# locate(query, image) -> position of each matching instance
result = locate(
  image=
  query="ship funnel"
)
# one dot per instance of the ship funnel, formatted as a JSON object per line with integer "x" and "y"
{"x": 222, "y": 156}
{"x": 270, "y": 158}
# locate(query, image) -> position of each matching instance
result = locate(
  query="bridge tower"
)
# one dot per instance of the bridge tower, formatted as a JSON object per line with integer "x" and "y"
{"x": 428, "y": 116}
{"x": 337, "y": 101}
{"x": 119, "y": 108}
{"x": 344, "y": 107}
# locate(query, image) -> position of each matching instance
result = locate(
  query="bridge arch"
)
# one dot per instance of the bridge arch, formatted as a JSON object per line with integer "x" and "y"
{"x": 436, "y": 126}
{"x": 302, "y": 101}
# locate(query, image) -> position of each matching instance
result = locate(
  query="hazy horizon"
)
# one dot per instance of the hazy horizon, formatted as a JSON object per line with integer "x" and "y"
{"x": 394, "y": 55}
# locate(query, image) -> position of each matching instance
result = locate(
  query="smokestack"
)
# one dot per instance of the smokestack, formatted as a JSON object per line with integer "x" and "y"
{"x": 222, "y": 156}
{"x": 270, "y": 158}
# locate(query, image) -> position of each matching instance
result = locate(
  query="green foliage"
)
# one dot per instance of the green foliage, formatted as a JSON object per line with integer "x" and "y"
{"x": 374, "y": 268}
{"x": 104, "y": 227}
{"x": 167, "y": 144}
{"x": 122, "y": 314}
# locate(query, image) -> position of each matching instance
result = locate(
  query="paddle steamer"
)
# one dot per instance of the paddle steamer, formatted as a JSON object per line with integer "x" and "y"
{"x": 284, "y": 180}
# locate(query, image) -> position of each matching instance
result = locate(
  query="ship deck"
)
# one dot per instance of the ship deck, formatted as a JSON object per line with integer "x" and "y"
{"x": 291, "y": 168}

————

## GIVEN REQUEST
Extract each line from the listing above, please, and repeat it exactly.

## FINAL ANSWER
# locate(query, image) -> position of each matching instance
result = locate(
  image=
  query="ship funnel"
)
# one dot per instance of the ship funnel, formatted as a JSON object per line with integer "x" and "y"
{"x": 222, "y": 156}
{"x": 270, "y": 158}
# locate(query, image) -> position of each matching instance
result = locate(
  query="bridge tower"
)
# one dot per instance of the bridge tower, formatted as a JSON object per line with integer "x" and "y"
{"x": 428, "y": 116}
{"x": 337, "y": 101}
{"x": 119, "y": 108}
{"x": 344, "y": 107}
# locate(query, image) -> position of each matching instance
result = locate(
  query="bridge arch"
)
# one dot per instance of the bridge arch, formatted as a JSON object per line with integer "x" and "y"
{"x": 436, "y": 126}
{"x": 302, "y": 101}
# locate(query, image) -> position of each matching instance
result = locate(
  query="hazy horizon"
)
# one dot per instance of the hazy horizon, formatted as a JSON object per line with integer "x" and "y"
{"x": 394, "y": 55}
# locate(query, image) -> position of each matching instance
result = locate(
  query="smokestack"
)
# one dot per instance of the smokestack, formatted as a JSON object per line with integer "x" and "y"
{"x": 222, "y": 156}
{"x": 270, "y": 158}
# locate(query, image) -> position of each matching instance
result = locate(
  query="green foliage"
)
# one dot per instance of the green foliage, formatted as a JSON object per line with integer "x" and "y"
{"x": 374, "y": 268}
{"x": 104, "y": 227}
{"x": 167, "y": 144}
{"x": 122, "y": 314}
# locate(query, image) -> position of each matching instance
result = locate(
  query="paddle steamer"
)
# one dot per instance of the paddle steamer, formatted as a JSON object per line with integer "x" and "y"
{"x": 284, "y": 180}
# locate(query, image) -> position of each matching instance
result = locate(
  query="ship deck"
)
# one dot per instance of the ship deck, formatted as a JSON object per line with integer "x" and "y"
{"x": 291, "y": 168}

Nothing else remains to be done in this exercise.